> **LISTA ZADAŃ**
• a. Przepisz wiernie z przytoczonego tekstu fragment od słów „Odmienny w charakterze był” aż do słów „dopełniało obrazu całości.” włącznie.
• b. Streść przytoczony tekst w dwóch zdaniach.
• c. Jakim dźwiękiem kończył się według przytoczonego tekstu utwór Matthiasa Kranebittera?

> **PRZYTOCZONY TEKST**
○ ○ ○ ○

Body X Ultra – Under the Skin, Black Page Orchestra, fot. Joanna Stoga, archiwum NFM.

Jeszcze bardziej ewidentne nawiązania do szeroko rozumianej muzyki „popularnej” (zwłaszcza jazzu i rocka) przyniosły fragmenty DW 16.4 ‘Songbook l.4’ Bernharda Langa. Do orkiestry dołączyła sopranistka (Kaoko Amano) realizująca karkołomne partie obejmujące skrajne rejestry, melorecytacje, krzyk i mowę z wielką wirtuozerią i dbałością o dykcję (zdecydowaną przeszkodą w odbiorze był jednak brak tłumaczeń tekstów). Szczególnie imponował także charakterny jazzujący, quasi-improwizujący saksofon i rozszalała perkusja. Tym większym rozczarowaniem w tym kontekście okazała się Combative Music and its Algorithmic Demystification Matthiasa Kranebittera. Serie brutalnych glitchowych klasterów otwierające utwór były trudne do zniesienia bez wygłuszających słuchawek… problem w tym, że przez pozostałe dziesięć minut nie wydarzyło się wiele więcej. Jeżeli celem autora było utrzymanie owego diapazonu na niestrawnym, nawet dla festiwalowej publiczności, poziomie, to udało mu się to znakomicie. Jeśli jednak pragnął stworzyć coś co skłoni do przemyśleń, zaciekawi, czy choćby wywoła jakąkolwiek emocję inną niż irytacja, to poległ z kretesem. Całość kończyła się intensywnym powtarzaniem unisono (z mikrotonowymi odchyleniami) dźwięku e w wysokim rejestrze. Przewrotnie, a może symbolicznie, mnie również w głowie kołatało wymowne eee… będące wyrazem konsternacji nad niemożnością stworzenia cienia interesującego konceptu kompozytorskiego. 

Odmienny w charakterze był drugi tego dnia koncert wiedeńskiego zespołu, do którego dołączył François Sarhan – wykonawca i kompozytor zaprezentowanego wówczas Log Book 2024. Dzieło osnute wokół narracji wychodzącej od pozornie banalnego wydarzenia – kupna dziecku zapięcia do roweru i nieumyślne zatrzaśnięcie się tegoż – stanowiło rodzaj osobistego pamiętnika, pobudzającego do refleksji nad życiem i tym, jak każde mikrowydarzenie na nie wpływa. Muzyka bardzo skrzętnie podążała za narracją, stanowiąc subtelne tło wydarzeń, niekiedy w formie refleksyjnego interludium pomiędzy kolejnymi scenami, a innym razem ilustracyjnego ustępu wywołującego szczery uśmiech, np. w momencie, gdy kompozytor stworzył rzeczywiste wariacje na temat nagrania „śpiewającego” dziecka. W warstwie elektronicznej nie stronił z kolei od dźwięków miast, głosów dzieci i dorosłych, co tylko dopełniało obrazu całości.

○ ○ ○ ○

> **FRAGMENT ŹRÓDŁOWY**

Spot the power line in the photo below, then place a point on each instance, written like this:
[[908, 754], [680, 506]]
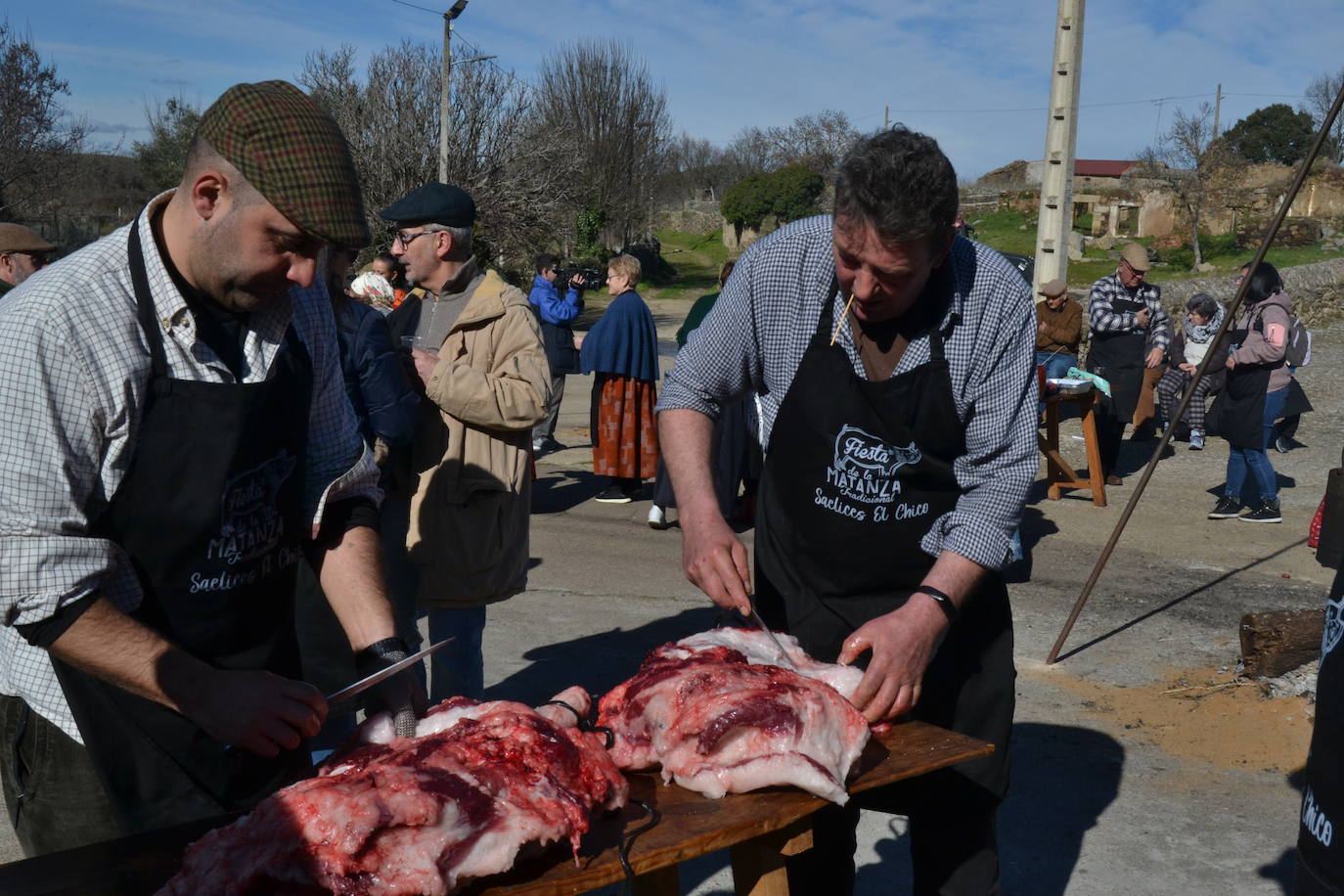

○ ○ ○ ○

> **ODPOWIEDZI DO ZADAŃ**
• a.
Odmienny w charakterze był drugi tego dnia koncert wiedeńskiego zespołu, do którego dołączył François Sarhan – wykonawca i kompozytor zaprezentowanego wówczas Log Book 2024. Dzieło osnute wokół narracji wychodzącej od pozornie banalnego wydarzenia – kupna dziecku zapięcia do roweru i nieumyślne zatrzaśnięcie się tegoż – stanowiło rodzaj osobistego pamiętnika, pobudzającego do refleksji nad życiem i tym, jak każde mikrowydarzenie na nie wpływa. Muzyka bardzo skrzętnie podążała za narracją, stanowiąc subtelne tło wydarzeń, niekiedy w formie refleksyjnego interludium pomiędzy kolejnymi scenami, a innym razem ilustracyjnego ustępu wywołującego szczery uśmiech, np. w momencie, gdy kompozytor stworzył rzeczywiste wariacje na temat nagrania „śpiewającego” dziecka. W warstwie elektronicznej nie stronił z kolei od dźwięków miast, głosów dzieci i dorosłych, co tylko dopełniało obrazu całości.

• b. Fragmenty Songbook l.4 Bernharda Langa, nawiązujące do jazzu i rocka, imponowały wirtuozerią sopranistki Kaoko Amano, jazzującym saksofonem i perkusją, natomiast utwór Matthiasa Kranebittera rozczarował, bo po otwierających go brutalnych glitchowych klasterach niewiele więcej się wydarzyło. Drugi koncert wiedeńskiego zespołu przyniósł Log Book 2024 François Sarhana, rodzaj osobistego pamiętnika wyrastającego z opowieści o zapięciu do roweru, w którym muzyka subtelnie podążała za narracją.

• c. Intensywnie powtarzanym unisono, z mikrotonowymi odchyleniami, dźwiękiem e w wysokim rejestrze.